CHALLENGE A: Count the lines in the records below that contain the string "mark", treating uppercase and lowercase as different. Reply with the number only.

TEXT SECTION:
Day 1

Current build

The current pipeline involves collecting a list of grand exchange items and then collecting the 5m time-series for each of those items using the wiki APIs which are graciously provided.

We collect the list because there is a chance a new item has been released, but it probably could run less frequently than it does, either way its pretty cheap.

The 5m time series collects up to 365 points, this gives 365 * 5 minutes ~1.27 days, so we shouldn't miss anything, collecting at this rate gives high latency but I just want to start collecting the data for now so slow batches is fine

day_1_dag.png

This all runs every 12h and takes about 5 minutes to process at the moment

orchestrator

Dagster is used for orchestration, running it using Dagster+ on serverless so thats 0.0005c per minute * 20 minutes per day * 31 days ~ $1.6 so that's pretty acceptable, and a $10 flag fall too

dagster_pricing.png

The setup with Dagster cloud is a bit awkward, for one the tooling was injected directly into my repo as a commit using my user, no PR. Second, dagster requires some specific tooling setups, namely setup.py which I haven't been using lately so is a bit annoying to have back. Finally, the method to add secrets is heavy click-ops and no CLI methods or bulk imports available.

CHALLENGE B: Reproduce a passage from the pipeline notes above word for word: begin at the words "The current pipeline" and stop after "its pretty cheap.".

RECORD EXCERPTS:
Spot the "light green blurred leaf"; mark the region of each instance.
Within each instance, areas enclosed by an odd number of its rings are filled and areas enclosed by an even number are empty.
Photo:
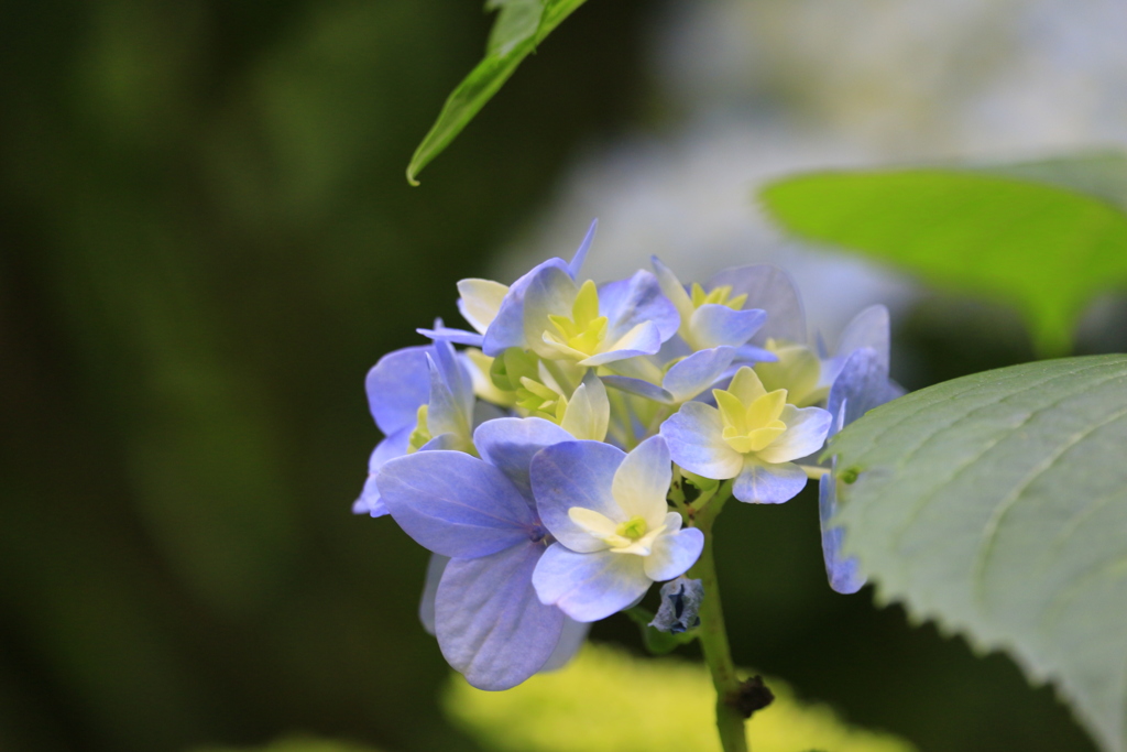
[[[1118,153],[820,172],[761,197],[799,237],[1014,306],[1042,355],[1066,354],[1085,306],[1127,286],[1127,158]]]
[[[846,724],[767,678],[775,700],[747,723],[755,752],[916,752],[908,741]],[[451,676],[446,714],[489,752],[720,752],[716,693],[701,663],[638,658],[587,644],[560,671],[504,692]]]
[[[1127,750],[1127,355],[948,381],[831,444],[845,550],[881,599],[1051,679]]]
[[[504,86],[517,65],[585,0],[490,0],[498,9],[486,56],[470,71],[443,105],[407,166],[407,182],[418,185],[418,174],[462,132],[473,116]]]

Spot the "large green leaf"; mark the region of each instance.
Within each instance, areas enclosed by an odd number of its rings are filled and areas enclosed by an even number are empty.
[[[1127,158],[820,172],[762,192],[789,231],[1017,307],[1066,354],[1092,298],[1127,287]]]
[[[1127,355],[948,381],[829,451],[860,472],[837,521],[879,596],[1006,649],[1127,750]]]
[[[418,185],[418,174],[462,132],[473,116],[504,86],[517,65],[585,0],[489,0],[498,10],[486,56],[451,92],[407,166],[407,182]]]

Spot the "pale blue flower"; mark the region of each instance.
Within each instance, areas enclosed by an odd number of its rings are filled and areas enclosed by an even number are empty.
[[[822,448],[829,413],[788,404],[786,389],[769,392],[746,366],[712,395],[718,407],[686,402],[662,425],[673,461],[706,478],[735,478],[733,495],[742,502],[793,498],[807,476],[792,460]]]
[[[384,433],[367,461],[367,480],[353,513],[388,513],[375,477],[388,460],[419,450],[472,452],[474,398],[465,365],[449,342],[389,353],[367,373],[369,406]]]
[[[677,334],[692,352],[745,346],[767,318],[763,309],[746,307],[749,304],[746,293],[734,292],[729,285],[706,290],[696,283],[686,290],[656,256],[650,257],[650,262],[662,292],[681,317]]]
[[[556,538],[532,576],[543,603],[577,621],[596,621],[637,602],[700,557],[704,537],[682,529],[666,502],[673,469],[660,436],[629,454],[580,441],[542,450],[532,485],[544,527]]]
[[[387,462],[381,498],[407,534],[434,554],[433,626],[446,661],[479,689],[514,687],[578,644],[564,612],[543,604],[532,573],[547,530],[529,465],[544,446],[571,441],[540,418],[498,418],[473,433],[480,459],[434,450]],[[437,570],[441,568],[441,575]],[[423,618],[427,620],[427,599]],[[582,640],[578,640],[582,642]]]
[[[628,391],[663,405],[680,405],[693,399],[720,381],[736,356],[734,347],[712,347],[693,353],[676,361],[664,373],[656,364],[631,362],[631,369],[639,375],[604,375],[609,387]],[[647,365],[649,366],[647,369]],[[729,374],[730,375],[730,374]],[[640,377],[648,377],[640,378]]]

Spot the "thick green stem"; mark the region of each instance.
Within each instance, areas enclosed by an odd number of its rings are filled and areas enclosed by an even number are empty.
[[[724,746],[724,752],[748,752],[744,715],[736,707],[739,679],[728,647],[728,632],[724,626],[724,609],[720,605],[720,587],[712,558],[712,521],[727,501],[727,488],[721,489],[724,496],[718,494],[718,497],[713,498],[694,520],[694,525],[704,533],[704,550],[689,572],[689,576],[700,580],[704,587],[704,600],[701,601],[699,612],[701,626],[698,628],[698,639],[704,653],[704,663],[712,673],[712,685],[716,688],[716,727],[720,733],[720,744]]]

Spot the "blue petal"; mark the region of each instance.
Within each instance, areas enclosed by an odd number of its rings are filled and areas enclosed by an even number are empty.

EXPECTED OUTPUT A: 5

EXPECTED OUTPUT B:
The current pipeline involves collecting a list of grand exchange items and then collecting the 5m time-series for each of those items using the wiki APIs which are graciously provided.

We collect the list because there is a chance a new item has been released, but it probably could run less frequently than it does, either way its pretty cheap.